Espèce emblématique et jadis vulnérable, la cigogne blanche incarne aujourd’hui une forme de résilience. Dans le calme relatif du parc, elle trouve à la fois un abri sûr et une table bien garnie. Petits rongeurs, amphibiens, crustacés comme le lagostim rouge – espèce invasive qu’elle contribue à contenir – composent un menu varié et nutritif. Les jeunes cigognes, à peine sorties de l’œuf après plus d’un mois d’incubation partagée, y trouveront les ressources nécessaires pour affronter leur premier envol.

Si la scène est banale pour les habitués du sud portugais, elle revêt ici une signification particulière. Car à Vila Nova de Gaia, comme dans le reste du nord, la cigogne blanche était encore rare il y a dix ans. Le retour de cette espèce dans les paysages du Douro n’est pas seulement un fait ornithologique : il témoigne des mutations profondes de notre environnement et d’une nouvelle cohabitation entre nature et société humaine. Une naissance modeste, perchée au sommet d’un arbre, mais porteuse d’un grand récit.

==================================================

*Consignes*
A. D'après le texte sur la cigogne blanche, quelle espèce invasive cet oiseau contribue-t-il à contenir ?
B. Modifiez le passage du texte sur la cigogne blanche qui va de « Si la scène » jusqu'à « d’un grand récit. » inclus. Remplacez « Vila Nova de Gaia » par « Braga ».
Appuyez-vous uniquement sur le texte sur la cigogne blanche.

*Matériel fourni*
==================================================

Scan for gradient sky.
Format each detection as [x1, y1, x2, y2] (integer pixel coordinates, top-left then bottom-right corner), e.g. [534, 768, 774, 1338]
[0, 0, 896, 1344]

==================================================

*Corrigé des exercices*
A. Le lagostim rouge, un crustacé.

B.
Si la scène est banale pour les habitués du sud portugais, elle revêt ici une signification particulière. Car à Braga, comme dans le reste du nord, la cigogne blanche était encore rare il y a dix ans. Le retour de cette espèce dans les paysages du Douro n’est pas seulement un fait ornithologique : il témoigne des mutations profondes de notre environnement et d’une nouvelle cohabitation entre nature et société humaine. Une naissance modeste, perchée au sommet d’un arbre, mais porteuse d’un grand récit.